**YOUR INSTRUCTIONS**. Pick out each line of the records below that contains the word "wooden", and copy those lines.

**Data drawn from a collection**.
* Begin *

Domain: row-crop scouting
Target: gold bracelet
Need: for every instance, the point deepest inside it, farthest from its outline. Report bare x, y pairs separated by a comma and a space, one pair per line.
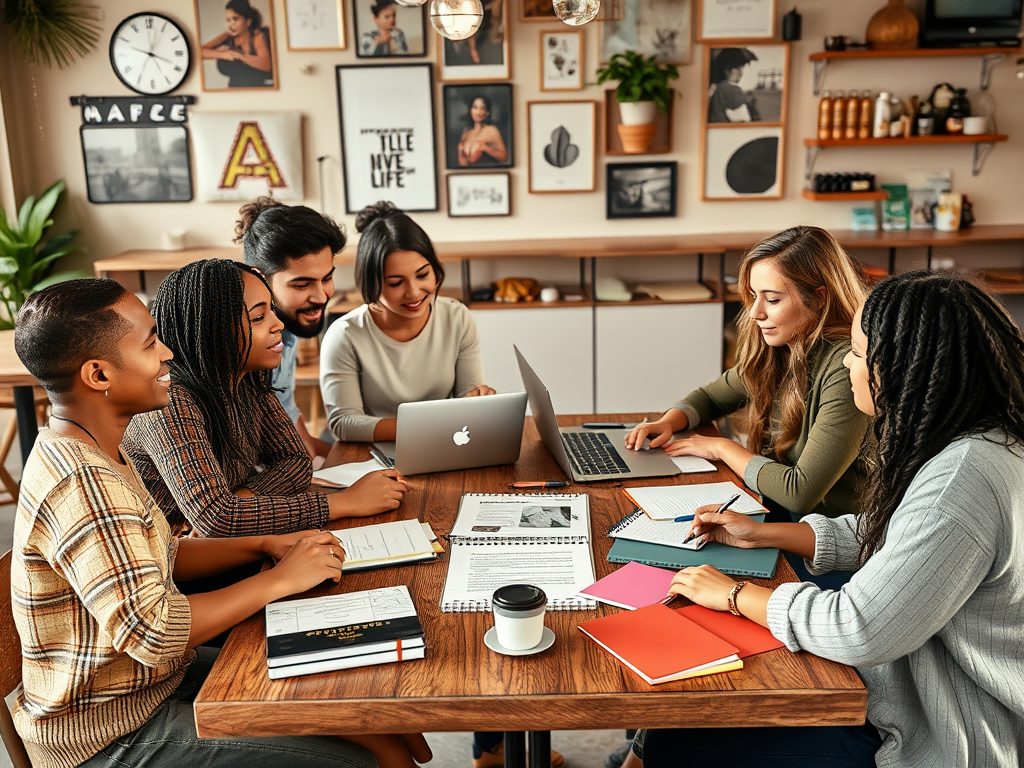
732, 598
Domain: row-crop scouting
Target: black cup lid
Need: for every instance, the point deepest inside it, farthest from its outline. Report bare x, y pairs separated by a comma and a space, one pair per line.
519, 597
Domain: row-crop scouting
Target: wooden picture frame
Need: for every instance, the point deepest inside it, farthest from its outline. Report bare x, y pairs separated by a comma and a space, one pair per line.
745, 85
561, 66
742, 162
387, 144
660, 144
479, 195
636, 190
537, 10
410, 24
313, 25
562, 145
483, 57
220, 74
463, 134
653, 28
751, 20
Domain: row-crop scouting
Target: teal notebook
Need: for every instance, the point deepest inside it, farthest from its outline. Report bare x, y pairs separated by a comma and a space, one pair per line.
753, 562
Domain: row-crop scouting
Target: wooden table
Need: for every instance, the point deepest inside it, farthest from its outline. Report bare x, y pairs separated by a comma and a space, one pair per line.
14, 374
463, 686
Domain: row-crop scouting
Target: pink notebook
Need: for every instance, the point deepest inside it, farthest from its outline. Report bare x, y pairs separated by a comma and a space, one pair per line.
633, 586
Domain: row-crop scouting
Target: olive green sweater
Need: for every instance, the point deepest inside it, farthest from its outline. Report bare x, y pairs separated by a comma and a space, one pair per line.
824, 467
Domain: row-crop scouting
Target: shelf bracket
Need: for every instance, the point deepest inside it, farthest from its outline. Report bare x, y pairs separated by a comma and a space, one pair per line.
810, 158
988, 62
819, 74
981, 152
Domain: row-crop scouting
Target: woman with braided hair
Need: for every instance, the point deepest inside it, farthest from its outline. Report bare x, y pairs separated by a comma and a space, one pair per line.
223, 457
932, 617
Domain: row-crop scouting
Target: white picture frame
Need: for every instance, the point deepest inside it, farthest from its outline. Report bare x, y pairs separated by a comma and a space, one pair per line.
736, 20
386, 116
561, 60
742, 163
562, 145
479, 195
663, 29
314, 25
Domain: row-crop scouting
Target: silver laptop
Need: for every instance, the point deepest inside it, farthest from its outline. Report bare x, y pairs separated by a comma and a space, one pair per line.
588, 455
457, 433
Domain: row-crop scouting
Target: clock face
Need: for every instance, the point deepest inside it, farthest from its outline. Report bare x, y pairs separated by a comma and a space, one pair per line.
150, 53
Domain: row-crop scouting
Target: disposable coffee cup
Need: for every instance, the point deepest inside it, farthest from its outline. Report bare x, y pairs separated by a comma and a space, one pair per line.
518, 610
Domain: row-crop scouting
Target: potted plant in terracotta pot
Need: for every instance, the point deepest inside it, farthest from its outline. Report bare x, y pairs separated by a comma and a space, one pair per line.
643, 86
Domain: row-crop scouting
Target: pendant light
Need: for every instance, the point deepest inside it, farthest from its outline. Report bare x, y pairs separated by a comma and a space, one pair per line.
456, 19
577, 12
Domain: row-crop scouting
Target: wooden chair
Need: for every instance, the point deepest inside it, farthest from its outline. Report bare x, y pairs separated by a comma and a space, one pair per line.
10, 668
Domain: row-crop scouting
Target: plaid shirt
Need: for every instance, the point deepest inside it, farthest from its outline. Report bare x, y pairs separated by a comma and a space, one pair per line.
175, 458
103, 629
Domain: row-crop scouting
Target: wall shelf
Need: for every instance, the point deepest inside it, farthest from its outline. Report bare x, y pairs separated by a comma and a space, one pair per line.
990, 56
983, 145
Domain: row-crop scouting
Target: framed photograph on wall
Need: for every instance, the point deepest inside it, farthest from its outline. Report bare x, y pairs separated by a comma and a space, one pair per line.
736, 20
537, 10
144, 164
747, 84
253, 37
562, 145
478, 126
386, 114
641, 189
385, 29
652, 28
742, 163
561, 60
479, 195
314, 25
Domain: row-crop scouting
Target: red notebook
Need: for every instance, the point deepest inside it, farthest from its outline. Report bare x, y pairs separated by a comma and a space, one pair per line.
662, 645
750, 637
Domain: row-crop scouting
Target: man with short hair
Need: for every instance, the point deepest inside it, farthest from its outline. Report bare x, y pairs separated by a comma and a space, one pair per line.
294, 248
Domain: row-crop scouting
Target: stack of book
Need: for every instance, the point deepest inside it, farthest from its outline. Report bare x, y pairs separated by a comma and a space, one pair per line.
340, 632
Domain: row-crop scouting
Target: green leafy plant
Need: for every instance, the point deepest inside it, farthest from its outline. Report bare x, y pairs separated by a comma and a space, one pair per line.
51, 32
640, 79
26, 261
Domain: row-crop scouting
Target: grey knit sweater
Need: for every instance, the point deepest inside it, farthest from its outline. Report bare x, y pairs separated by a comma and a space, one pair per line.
934, 621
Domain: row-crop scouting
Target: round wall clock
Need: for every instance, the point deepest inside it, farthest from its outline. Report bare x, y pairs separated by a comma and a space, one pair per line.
150, 53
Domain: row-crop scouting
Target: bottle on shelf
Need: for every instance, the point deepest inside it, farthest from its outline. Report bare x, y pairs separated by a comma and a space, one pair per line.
824, 116
839, 115
960, 108
852, 115
866, 116
883, 115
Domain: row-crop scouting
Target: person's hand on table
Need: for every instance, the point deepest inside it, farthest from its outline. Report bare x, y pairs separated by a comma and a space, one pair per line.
312, 559
659, 432
727, 527
480, 389
371, 495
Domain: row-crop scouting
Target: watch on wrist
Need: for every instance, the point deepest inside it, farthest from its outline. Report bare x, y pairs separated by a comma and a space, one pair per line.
733, 593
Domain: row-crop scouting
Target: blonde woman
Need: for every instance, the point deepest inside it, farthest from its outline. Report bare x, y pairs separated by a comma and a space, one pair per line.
806, 445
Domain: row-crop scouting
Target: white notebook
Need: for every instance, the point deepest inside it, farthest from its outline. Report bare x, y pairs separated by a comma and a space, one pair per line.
538, 539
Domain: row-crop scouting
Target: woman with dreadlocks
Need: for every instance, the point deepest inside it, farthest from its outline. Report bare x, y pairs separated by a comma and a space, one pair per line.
223, 457
932, 619
805, 449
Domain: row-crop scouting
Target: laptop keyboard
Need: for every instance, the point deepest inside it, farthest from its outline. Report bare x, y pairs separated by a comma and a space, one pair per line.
593, 454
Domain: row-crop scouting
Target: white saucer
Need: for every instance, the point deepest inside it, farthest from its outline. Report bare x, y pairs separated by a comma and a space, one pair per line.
491, 640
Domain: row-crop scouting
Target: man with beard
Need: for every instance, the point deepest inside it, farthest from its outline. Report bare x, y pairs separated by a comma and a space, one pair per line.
294, 248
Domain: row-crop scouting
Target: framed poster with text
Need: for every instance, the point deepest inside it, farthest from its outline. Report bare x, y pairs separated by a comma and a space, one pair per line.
386, 113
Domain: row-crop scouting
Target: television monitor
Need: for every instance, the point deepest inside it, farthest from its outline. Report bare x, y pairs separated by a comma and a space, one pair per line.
958, 23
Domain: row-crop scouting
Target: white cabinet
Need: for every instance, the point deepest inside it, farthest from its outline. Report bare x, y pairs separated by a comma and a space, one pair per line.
649, 355
558, 342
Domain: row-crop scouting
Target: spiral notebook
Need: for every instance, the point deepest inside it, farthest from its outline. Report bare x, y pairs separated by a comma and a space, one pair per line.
539, 539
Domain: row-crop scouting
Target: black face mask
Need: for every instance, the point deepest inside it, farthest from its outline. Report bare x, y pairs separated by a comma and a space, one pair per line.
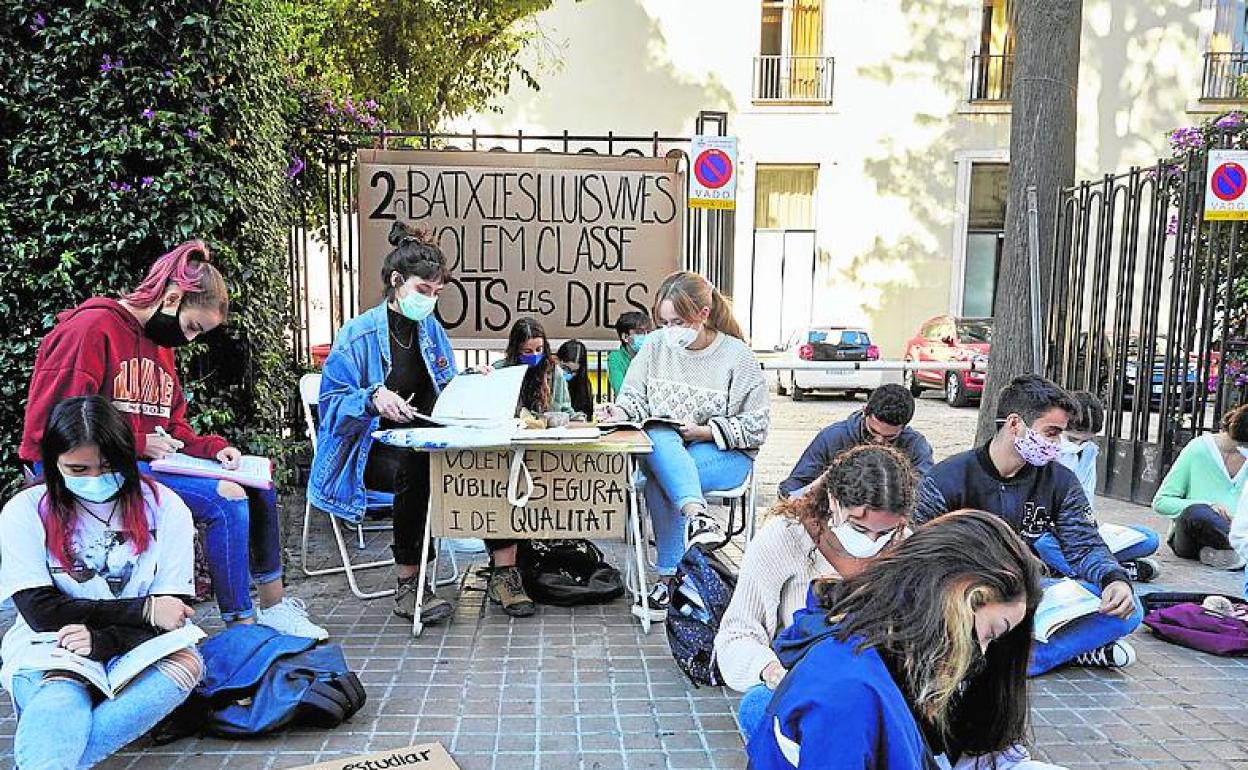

* End *

**CORRECT RESULT**.
Target: wooden picture frame
Target: wooden table
Target: wooden chair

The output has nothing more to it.